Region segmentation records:

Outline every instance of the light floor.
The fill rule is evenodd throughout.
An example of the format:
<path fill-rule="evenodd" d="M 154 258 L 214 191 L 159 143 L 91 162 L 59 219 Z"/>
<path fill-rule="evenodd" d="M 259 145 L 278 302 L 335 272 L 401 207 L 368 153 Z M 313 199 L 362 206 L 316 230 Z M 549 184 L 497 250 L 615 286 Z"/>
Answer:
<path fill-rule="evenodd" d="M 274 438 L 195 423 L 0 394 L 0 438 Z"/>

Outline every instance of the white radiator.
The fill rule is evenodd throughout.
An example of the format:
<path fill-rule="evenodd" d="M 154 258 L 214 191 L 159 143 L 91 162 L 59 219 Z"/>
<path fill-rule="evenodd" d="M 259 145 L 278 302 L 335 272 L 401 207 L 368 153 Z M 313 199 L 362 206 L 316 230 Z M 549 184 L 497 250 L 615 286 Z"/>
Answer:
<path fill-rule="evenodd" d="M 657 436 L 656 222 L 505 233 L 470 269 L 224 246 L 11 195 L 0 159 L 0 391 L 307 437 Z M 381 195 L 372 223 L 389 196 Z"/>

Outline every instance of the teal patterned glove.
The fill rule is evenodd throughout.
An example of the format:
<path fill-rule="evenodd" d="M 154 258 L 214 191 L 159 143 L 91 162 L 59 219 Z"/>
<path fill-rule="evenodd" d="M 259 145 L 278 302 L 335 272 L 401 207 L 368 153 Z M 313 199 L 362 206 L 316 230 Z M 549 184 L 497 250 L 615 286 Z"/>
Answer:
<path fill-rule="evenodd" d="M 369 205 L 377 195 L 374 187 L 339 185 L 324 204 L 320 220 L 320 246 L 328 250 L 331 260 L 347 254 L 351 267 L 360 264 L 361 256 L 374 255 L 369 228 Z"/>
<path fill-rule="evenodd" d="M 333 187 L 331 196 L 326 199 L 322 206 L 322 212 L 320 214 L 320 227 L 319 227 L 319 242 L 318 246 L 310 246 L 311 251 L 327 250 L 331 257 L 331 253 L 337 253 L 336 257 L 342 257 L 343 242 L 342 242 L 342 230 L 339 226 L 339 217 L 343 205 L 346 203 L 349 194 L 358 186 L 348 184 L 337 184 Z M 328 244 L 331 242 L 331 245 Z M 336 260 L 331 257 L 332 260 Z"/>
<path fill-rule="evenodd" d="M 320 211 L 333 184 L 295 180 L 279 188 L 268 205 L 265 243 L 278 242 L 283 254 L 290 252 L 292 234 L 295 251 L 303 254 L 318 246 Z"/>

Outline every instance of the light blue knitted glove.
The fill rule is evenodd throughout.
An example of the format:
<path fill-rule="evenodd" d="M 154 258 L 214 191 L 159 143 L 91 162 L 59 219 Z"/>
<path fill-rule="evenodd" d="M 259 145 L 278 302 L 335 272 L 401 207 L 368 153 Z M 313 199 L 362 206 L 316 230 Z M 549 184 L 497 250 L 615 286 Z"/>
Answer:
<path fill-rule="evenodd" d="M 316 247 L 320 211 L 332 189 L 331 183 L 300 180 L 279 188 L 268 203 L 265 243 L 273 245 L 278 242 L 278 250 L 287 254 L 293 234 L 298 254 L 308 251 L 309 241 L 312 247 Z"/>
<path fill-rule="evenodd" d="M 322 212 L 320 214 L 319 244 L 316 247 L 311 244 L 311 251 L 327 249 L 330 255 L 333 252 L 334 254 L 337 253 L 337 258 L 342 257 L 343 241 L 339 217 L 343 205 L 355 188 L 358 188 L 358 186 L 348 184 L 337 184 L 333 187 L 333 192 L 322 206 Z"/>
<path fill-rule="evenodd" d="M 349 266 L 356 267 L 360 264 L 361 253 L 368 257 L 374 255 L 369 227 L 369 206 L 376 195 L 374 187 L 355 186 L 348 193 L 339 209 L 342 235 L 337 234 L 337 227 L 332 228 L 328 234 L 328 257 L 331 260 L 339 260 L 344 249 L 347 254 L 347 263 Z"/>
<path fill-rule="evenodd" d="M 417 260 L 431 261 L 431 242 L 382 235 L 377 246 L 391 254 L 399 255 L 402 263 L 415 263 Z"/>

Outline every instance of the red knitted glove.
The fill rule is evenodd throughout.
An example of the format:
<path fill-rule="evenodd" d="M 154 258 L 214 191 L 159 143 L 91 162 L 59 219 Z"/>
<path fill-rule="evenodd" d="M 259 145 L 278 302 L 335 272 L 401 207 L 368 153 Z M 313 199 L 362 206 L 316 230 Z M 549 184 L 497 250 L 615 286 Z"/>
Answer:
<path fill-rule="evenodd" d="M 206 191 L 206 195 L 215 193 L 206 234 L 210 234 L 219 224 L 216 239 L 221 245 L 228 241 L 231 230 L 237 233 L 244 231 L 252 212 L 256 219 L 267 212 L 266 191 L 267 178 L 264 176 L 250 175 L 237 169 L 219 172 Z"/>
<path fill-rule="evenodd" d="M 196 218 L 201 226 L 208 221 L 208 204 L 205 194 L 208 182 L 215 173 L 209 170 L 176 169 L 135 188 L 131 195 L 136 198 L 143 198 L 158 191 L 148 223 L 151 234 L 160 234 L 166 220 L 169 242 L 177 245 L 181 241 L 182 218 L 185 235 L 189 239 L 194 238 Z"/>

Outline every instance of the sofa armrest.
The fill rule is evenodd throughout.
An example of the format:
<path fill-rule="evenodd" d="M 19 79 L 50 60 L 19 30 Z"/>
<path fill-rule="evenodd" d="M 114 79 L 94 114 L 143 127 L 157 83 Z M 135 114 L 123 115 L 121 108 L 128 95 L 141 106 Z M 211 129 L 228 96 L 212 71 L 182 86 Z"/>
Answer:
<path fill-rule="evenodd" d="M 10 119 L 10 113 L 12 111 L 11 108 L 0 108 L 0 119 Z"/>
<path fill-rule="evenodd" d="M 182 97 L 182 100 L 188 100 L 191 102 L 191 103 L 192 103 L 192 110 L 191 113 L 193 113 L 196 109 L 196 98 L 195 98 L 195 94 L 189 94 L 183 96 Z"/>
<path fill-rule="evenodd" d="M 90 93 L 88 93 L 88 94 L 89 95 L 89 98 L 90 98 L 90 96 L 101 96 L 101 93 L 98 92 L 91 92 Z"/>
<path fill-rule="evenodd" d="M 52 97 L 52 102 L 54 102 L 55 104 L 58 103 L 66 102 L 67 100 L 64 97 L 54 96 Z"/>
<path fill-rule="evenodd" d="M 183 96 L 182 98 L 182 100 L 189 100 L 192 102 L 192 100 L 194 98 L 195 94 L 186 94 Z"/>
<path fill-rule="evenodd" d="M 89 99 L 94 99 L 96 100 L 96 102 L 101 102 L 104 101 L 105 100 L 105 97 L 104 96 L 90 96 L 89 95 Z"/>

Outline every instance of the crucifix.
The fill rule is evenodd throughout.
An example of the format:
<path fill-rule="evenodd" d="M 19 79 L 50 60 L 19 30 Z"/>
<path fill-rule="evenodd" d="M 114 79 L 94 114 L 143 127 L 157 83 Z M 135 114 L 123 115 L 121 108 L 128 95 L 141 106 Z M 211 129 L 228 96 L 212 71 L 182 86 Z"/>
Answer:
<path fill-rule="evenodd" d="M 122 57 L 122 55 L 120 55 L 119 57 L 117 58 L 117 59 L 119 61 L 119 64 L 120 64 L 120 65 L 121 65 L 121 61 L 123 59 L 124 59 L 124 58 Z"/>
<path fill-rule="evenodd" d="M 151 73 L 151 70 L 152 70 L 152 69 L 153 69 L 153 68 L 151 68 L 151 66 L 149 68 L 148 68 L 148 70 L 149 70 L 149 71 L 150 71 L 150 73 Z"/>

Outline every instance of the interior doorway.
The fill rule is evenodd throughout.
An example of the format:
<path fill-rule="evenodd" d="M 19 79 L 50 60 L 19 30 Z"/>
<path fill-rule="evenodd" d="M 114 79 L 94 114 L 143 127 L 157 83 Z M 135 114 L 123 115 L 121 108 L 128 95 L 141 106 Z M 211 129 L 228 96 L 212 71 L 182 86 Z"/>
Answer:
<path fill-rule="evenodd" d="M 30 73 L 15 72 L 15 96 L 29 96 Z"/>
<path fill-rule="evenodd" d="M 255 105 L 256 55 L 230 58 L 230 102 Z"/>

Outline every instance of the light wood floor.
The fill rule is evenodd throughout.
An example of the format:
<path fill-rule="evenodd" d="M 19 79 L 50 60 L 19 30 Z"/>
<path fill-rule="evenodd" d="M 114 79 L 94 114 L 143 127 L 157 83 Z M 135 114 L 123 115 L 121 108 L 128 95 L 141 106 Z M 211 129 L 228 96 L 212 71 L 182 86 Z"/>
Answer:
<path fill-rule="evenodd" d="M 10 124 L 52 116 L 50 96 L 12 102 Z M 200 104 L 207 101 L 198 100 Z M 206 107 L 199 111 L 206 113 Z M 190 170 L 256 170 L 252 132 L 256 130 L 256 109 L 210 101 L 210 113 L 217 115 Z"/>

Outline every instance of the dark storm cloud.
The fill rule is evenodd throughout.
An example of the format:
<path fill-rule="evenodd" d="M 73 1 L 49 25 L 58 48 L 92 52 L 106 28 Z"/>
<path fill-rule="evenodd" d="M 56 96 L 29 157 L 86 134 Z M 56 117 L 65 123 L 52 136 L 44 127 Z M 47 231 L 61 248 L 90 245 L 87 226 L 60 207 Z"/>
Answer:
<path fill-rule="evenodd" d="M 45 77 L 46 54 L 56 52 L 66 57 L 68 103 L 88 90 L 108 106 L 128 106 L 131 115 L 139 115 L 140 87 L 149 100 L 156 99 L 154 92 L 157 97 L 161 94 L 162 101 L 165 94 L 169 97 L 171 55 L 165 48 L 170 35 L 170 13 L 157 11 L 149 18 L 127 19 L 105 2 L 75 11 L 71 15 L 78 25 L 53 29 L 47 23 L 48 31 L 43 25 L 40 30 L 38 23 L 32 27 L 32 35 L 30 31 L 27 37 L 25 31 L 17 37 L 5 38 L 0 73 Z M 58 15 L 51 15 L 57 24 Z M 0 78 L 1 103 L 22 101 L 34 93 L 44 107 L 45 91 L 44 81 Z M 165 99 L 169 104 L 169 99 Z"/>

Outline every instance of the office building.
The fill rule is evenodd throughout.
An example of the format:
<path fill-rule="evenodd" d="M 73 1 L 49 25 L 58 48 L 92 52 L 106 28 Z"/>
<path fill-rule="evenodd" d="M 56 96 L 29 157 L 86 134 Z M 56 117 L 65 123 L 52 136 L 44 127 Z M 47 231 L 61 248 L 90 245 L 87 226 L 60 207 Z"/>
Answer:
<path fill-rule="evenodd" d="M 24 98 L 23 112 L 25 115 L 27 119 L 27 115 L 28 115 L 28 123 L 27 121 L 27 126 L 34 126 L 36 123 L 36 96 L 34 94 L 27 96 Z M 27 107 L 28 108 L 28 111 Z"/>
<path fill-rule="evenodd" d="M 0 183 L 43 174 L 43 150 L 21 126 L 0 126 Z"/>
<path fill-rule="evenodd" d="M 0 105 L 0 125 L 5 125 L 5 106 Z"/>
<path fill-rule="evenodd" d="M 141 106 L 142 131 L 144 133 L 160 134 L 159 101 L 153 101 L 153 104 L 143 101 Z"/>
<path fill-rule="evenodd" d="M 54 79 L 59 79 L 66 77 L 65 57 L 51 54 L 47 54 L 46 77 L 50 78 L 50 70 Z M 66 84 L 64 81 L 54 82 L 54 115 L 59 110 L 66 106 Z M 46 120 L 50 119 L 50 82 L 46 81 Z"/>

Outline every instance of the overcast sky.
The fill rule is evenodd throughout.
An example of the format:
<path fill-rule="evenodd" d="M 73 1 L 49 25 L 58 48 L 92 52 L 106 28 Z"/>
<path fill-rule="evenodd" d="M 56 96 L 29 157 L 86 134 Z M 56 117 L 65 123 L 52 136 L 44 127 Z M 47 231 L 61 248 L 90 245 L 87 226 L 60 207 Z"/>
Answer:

What to produce:
From the line with "Outline every instance of the sofa armrest." to the line with "10 119 L 10", rewrite the records with "sofa armrest" changed to "couch armrest" and everything else left as is.

Complete answer:
Outline every instance of the couch armrest.
The fill rule is evenodd throughout.
An example of the format:
<path fill-rule="evenodd" d="M 19 79 L 50 60 L 19 30 Z"/>
<path fill-rule="evenodd" d="M 114 79 L 94 114 L 143 127 L 157 83 Z M 135 114 L 123 115 L 121 108 L 128 95 L 141 106 Z M 211 129 L 228 96 L 212 71 L 182 86 Z"/>
Answer:
<path fill-rule="evenodd" d="M 10 119 L 10 113 L 12 111 L 11 108 L 0 108 L 0 119 Z"/>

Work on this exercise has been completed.